- **Исходный текст**:
+--

Новый Мир Новый Мир - Новый Мир ( № 4 2009)
Может быть, в разговоре с женщиной-философом все-таки возник момент взаимопонимания, что и вызвало несколько ревнивую реакцию Любови Дмитриевны? Постепенно проясняется, что для Блока самый естественный способ коммуникации — разговор вдвоем. Соборность соборностью, но путь к нестадному единению индивидуальностей для него лежит через диалог. А большая и истинная общность множества людей — это сумма множества интимных (в духовном смысле) диалогов.

+--

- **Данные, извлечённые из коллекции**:
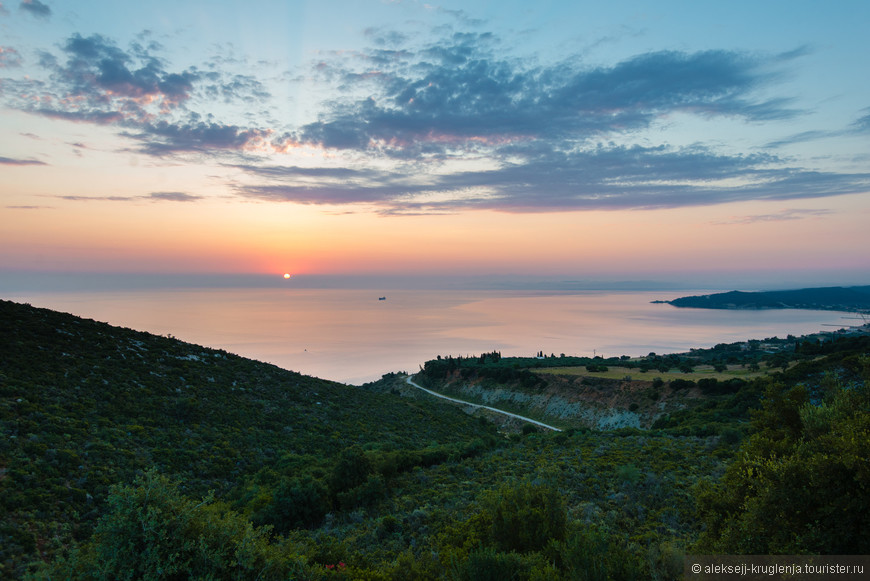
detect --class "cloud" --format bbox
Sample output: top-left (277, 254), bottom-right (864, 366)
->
top-left (298, 34), bottom-right (798, 157)
top-left (0, 46), bottom-right (21, 69)
top-left (235, 146), bottom-right (870, 214)
top-left (9, 34), bottom-right (268, 156)
top-left (142, 192), bottom-right (202, 202)
top-left (56, 192), bottom-right (202, 202)
top-left (18, 0), bottom-right (51, 18)
top-left (0, 156), bottom-right (46, 165)
top-left (4, 29), bottom-right (870, 214)
top-left (712, 209), bottom-right (831, 225)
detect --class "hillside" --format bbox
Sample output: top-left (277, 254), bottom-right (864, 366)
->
top-left (0, 301), bottom-right (493, 572)
top-left (0, 301), bottom-right (870, 581)
top-left (661, 286), bottom-right (870, 312)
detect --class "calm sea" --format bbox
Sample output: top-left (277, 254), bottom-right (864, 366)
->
top-left (5, 288), bottom-right (850, 384)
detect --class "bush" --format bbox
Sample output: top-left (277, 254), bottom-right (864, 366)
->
top-left (451, 549), bottom-right (528, 581)
top-left (486, 483), bottom-right (567, 553)
top-left (253, 476), bottom-right (329, 533)
top-left (37, 472), bottom-right (303, 580)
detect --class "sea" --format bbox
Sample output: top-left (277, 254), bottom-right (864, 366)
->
top-left (3, 288), bottom-right (854, 385)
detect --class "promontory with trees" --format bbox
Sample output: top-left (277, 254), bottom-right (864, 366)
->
top-left (0, 301), bottom-right (870, 581)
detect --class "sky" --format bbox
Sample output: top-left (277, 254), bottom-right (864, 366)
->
top-left (0, 0), bottom-right (870, 286)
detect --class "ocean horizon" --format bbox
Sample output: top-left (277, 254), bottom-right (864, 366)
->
top-left (3, 285), bottom-right (848, 385)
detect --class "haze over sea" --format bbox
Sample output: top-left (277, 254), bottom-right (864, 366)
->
top-left (0, 279), bottom-right (850, 384)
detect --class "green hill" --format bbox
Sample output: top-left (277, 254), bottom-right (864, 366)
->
top-left (663, 286), bottom-right (870, 311)
top-left (0, 301), bottom-right (870, 580)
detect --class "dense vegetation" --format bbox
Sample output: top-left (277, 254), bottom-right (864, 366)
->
top-left (664, 286), bottom-right (870, 312)
top-left (0, 302), bottom-right (870, 580)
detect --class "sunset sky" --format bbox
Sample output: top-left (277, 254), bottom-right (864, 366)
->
top-left (0, 0), bottom-right (870, 286)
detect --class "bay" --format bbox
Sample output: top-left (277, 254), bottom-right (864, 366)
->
top-left (7, 288), bottom-right (849, 384)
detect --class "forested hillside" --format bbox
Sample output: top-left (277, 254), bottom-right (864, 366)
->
top-left (0, 301), bottom-right (870, 580)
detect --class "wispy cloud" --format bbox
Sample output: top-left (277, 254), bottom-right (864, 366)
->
top-left (4, 29), bottom-right (870, 214)
top-left (0, 156), bottom-right (46, 165)
top-left (712, 208), bottom-right (831, 225)
top-left (18, 0), bottom-right (51, 18)
top-left (55, 192), bottom-right (202, 202)
top-left (0, 46), bottom-right (21, 69)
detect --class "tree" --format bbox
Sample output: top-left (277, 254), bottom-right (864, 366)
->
top-left (486, 482), bottom-right (567, 553)
top-left (697, 368), bottom-right (870, 555)
top-left (41, 471), bottom-right (304, 581)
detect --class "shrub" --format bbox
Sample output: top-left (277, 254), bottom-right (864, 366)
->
top-left (487, 482), bottom-right (567, 553)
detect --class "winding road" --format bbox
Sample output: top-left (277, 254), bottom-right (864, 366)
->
top-left (405, 375), bottom-right (562, 432)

+--

- **Задания**:
1 – Какие имена собственные встречаются в отрывке о Блоке? Запишите каждое один раз в начальной форме.
2 – Перескажите кратко, в виде списка, абзац отрывка о Блоке, начинающийся словами «Может быть, в разговоре с женщиной-философом», сохранив его основные мысли.
3 – Продолжите отрывок о Блоке, начав сразу после его последнего предложения.

- **Ответы по порядку**:
1 – Новый Мир, Любовь Дмитриевна, Блок

2 –
- Возможно, в разговоре с женщиной-философом возник момент взаимопонимания, и это вызвало ревнивую реакцию Любови Дмитриевны.
- Для Блока самый естественный способ общения — разговор вдвоем.
- Путь к нестадному единению индивидуальностей лежит для него через диалог.
- Большая и истинная общность множества людей есть сумма множества интимных (в духовном смысле) диалогов.

3 –
Планируя свои встречи в Шахматове, он задумывается о совместимости гостей. И это проблема не только бытовая и психологическая. Речь о правильном согласовании духовных импульсов. «В Петербурге есть великолепный человек: Евгений Иванов. Он юродивый, нищий духом, потому будет блаженным», — пишет он Белому седьмого апреля. В письмах к Иванову, в свою очередь, упоминает о Белом. Однако, приглашая Иванова (в письме от пятнадцатого июня) приехать в Шахматово, предусмотрительно оговаривает ситуацию: «Хотите так: А. Белого и С. Соловьева можно не встретить. Белый приедет в конце июня или начале июля. Мы спишемся, когда я буду наверно знать, что в Шахматове не будет никого из них». Иванов так и не приехал.
Между тем есть одна важная тема, которую Блок в это лето обсуждает и с Ивановым и с Белым. Порознь с каждым.
Эта тема — Христос.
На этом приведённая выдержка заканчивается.